-------- Listed entries
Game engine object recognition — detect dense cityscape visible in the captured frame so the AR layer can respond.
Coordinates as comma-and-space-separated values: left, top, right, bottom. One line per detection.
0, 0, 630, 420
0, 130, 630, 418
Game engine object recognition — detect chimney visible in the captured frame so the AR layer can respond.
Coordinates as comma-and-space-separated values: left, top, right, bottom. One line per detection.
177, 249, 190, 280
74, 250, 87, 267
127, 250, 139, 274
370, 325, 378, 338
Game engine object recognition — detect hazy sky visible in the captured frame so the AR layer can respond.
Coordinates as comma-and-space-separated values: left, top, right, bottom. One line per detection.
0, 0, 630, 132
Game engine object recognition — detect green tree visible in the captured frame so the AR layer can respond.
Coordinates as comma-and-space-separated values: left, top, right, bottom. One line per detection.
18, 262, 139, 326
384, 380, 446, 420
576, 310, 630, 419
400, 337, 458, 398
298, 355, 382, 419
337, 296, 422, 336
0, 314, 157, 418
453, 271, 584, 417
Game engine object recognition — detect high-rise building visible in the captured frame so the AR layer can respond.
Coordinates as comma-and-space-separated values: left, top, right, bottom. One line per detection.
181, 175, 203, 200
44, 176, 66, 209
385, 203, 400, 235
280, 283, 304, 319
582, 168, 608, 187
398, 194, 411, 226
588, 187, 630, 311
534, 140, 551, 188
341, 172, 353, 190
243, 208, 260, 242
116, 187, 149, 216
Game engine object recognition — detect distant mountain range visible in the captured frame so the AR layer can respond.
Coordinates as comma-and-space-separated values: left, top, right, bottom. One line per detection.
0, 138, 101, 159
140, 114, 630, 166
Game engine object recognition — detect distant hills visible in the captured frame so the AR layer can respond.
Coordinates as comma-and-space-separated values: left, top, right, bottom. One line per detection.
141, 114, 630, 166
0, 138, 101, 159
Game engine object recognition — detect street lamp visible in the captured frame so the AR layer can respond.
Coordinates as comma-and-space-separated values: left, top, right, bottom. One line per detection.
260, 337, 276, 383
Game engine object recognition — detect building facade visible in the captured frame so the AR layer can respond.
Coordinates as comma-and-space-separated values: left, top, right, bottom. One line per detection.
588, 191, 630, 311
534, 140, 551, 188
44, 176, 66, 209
----------------
**What the task requires:**
Copy out all the items above, swapping "captured frame" for "camera view" everywhere it occurs and leaving everything else unchanged.

**Exercise response:**
Game engine object recognition — detect dense cityscape visible in the camera view so the AR layer can respond.
Coordinates as comma-and-space-separated values: left, top, right, bottom. One line per detection.
0, 0, 630, 420
0, 130, 630, 418
Game engine object recognition — detect chimney visible in the camera view so the AR layer can respond.
Coordinates as comma-and-space-separated values: left, top, right, bottom. One line per detection.
177, 249, 190, 280
74, 250, 87, 267
127, 250, 139, 274
370, 325, 378, 338
Game engine object recognition — detect hazy sky visible in the camera view so the AR layer can respond.
Coordinates as comma-and-space-separated values: left, top, right, bottom. One line per detection.
0, 0, 630, 132
Game engine object recognition — detect green tree visible in the camera view so the AR layer can respond.
Coordinates as comma-and-space-separated values: left, top, right, bottom. One line per detection.
18, 262, 139, 326
384, 380, 446, 420
576, 310, 630, 419
400, 337, 458, 398
298, 355, 382, 419
337, 296, 422, 336
0, 314, 157, 418
453, 271, 584, 417
Game engine object recognition — detect high-rise building visible in the camera view so the AR layer can respond.
Coordinates as comma-and-space-separated values: left, top, right, bottom. One line per detection.
181, 175, 203, 200
44, 176, 66, 209
385, 203, 400, 235
280, 283, 304, 319
582, 168, 608, 187
398, 194, 411, 226
588, 187, 630, 311
534, 140, 551, 188
341, 172, 353, 190
243, 208, 260, 242
116, 187, 149, 216
Game engine object recognition — detect distant mountain range visible in the camera view so the AR layer can respond.
Coordinates as comma-and-space-separated values: left, top, right, bottom. One line per detection.
0, 138, 101, 159
140, 114, 630, 166
Game engine object recognition — detect distant hills visible in the camera view so the AR layer can respond.
Coordinates as comma-and-space-separated values: left, top, right, bottom. One line per detection.
141, 114, 630, 166
0, 138, 101, 159
Game engine object recognition — detect street lamp visible in the camera view so the AR layer can respond.
Coordinates as comma-and-space-separated values: left, top, right, bottom. One line per detection.
260, 337, 276, 383
Game engine object recognition — detect building facade visible in the camera view so the AR layer can respond.
Coordinates as comma-and-space-separated values: left, top, right, bottom. One line per detection.
588, 191, 630, 311
534, 140, 551, 188
44, 176, 66, 209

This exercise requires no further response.